▶ [Provided records]:

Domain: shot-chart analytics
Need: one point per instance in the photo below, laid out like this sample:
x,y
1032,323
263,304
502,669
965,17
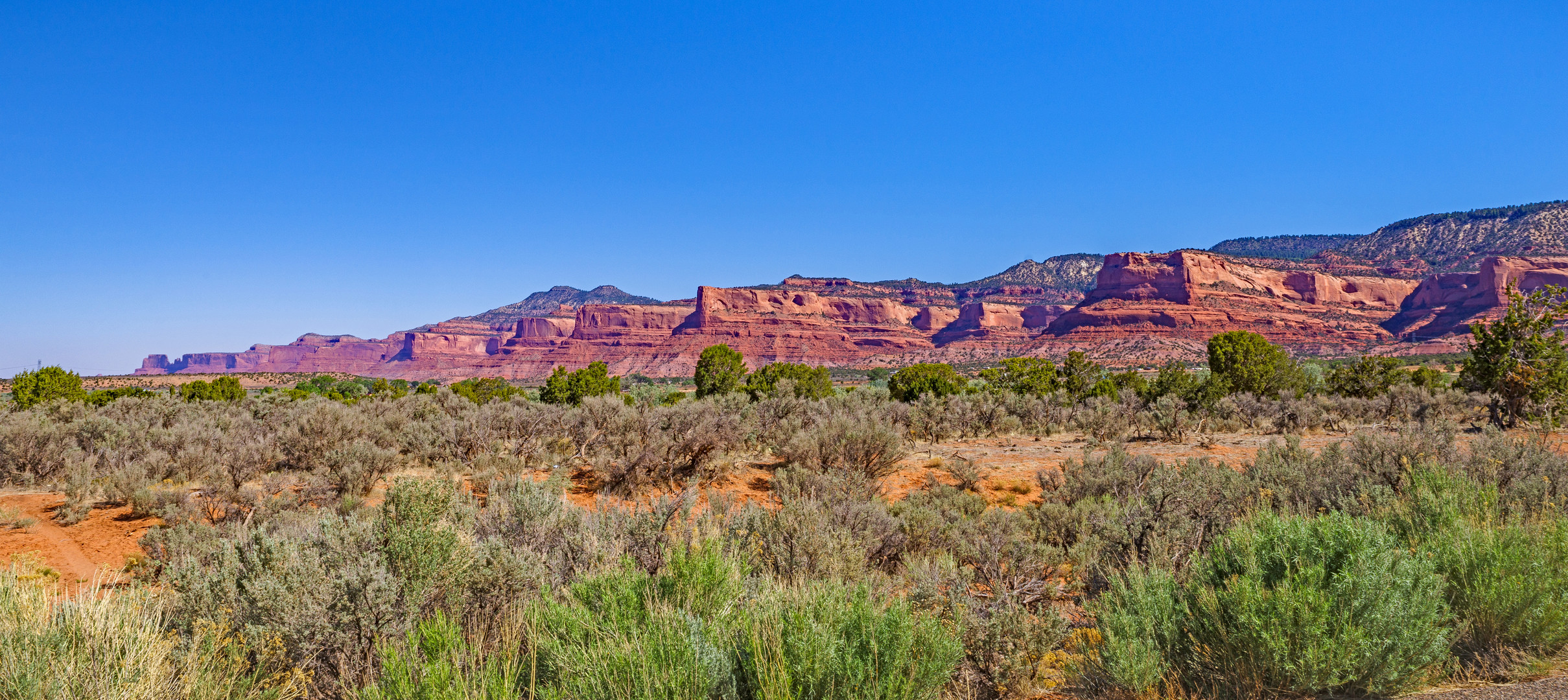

▶ [Exercise]: Write out every record exactly. Leave the pictures out.

▶ [Answer for this exercise]:
Domain: shot-chart analytics
Need: one point per instance in the photo below, laid out like this sample:
x,y
1032,323
263,304
502,669
965,17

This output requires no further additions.